[Task instructions]
Set down every record below exactly as written, but leave out the pictures.

[Data to examine]
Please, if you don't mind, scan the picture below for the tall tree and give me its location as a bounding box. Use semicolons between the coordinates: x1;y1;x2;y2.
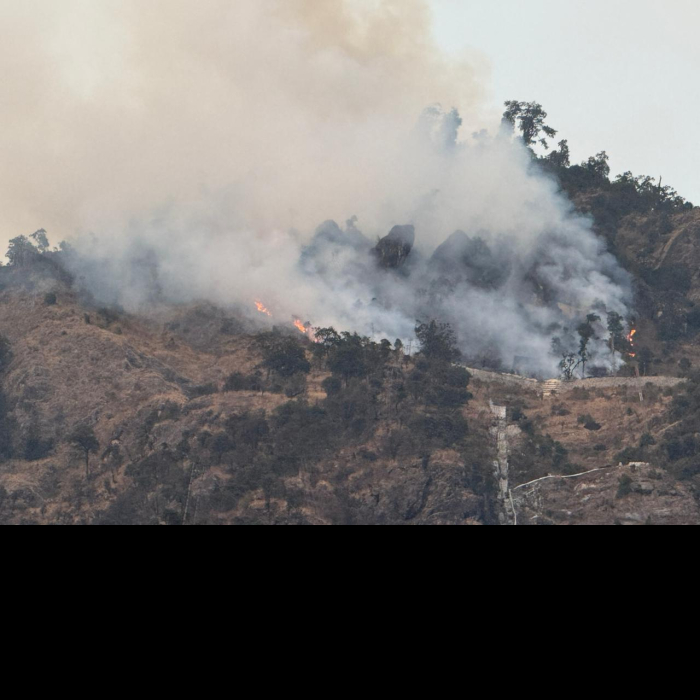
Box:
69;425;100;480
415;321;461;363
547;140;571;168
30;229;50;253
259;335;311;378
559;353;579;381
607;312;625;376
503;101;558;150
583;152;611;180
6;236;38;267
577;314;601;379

[Task answer]
Please, if you don't mind, scan the picture below for the tall tree and give me its location as a bounding box. Use semicolons between the coordinates: x1;y1;x2;y2.
Box:
69;425;100;480
415;321;461;363
547;140;571;168
30;229;50;253
259;335;311;378
559;353;579;381
607;312;625;376
503;101;558;150
583;152;611;180
6;236;38;267
577;314;601;379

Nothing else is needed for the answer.